• **WHAT THE EXERCISE ASKS**
Recast the entries below as a numbered list, dropping any blank lines. Leave the pictures out of your answer.

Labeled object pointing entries
**********

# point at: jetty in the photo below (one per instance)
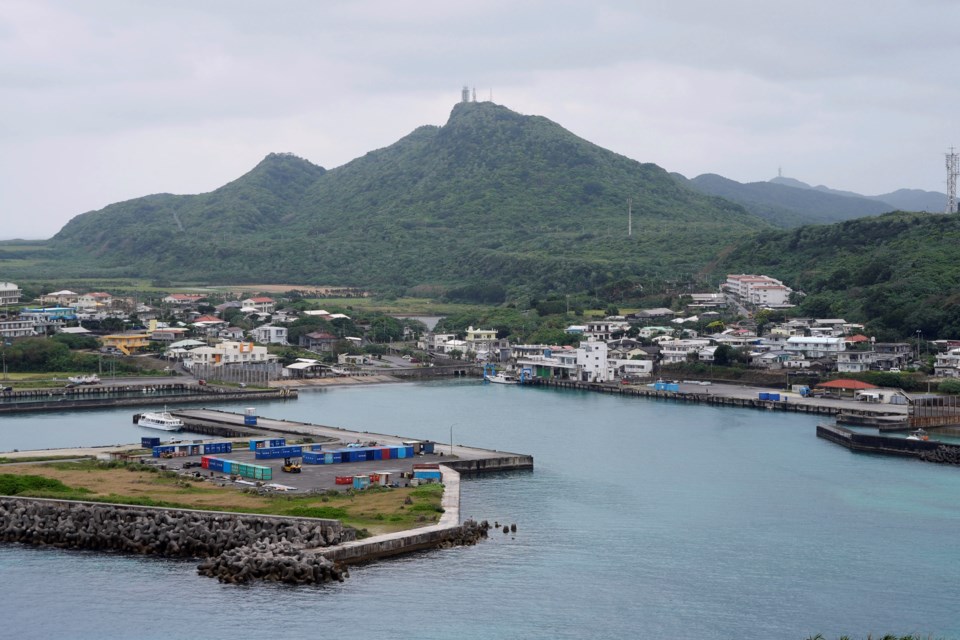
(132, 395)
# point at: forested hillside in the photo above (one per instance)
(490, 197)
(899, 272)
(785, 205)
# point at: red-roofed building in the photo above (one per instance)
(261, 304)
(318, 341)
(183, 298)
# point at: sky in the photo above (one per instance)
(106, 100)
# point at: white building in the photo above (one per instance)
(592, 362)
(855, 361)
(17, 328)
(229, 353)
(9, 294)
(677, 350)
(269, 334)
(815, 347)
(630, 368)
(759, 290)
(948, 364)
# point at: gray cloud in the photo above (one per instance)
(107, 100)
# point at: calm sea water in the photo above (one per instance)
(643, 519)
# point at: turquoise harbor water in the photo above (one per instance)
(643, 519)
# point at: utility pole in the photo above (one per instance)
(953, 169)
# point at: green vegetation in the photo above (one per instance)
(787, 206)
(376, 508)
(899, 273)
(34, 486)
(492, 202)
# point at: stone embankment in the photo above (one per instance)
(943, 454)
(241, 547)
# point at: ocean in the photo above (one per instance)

**********

• **THE COMPLETED TASK**
1. # point at: jetty in the photo below (one per instance)
2. (132, 395)
3. # point at: forested hillside in the photo above (one per instance)
4. (490, 197)
5. (899, 272)
6. (785, 205)
7. # point at: red-roofed building in the photo above (one per instance)
8. (261, 304)
9. (318, 341)
10. (183, 298)
11. # point at: sky in the photo above (one per instance)
12. (106, 100)
13. # point at: white building in the photo above (one per instance)
14. (592, 362)
15. (855, 361)
16. (17, 328)
17. (229, 353)
18. (9, 294)
19. (677, 350)
20. (269, 334)
21. (815, 347)
22. (630, 368)
23. (759, 290)
24. (948, 364)
25. # point at: gray cloud in the photo above (one per instance)
26. (107, 100)
27. # point at: calm sea water in the photo above (one per instance)
28. (643, 519)
29. # point at: turquoise harbor water in the photo above (one per instance)
30. (643, 519)
31. # point at: utility pole in the photo above (one per instance)
32. (953, 169)
33. # point at: green vegetation in the photo above (one per instance)
34. (787, 206)
35. (376, 508)
36. (899, 273)
37. (34, 486)
38. (492, 202)
39. # point at: stone embankment in the photo above (one per instance)
40. (943, 454)
41. (241, 547)
42. # point at: ocean in the photo above (one per instance)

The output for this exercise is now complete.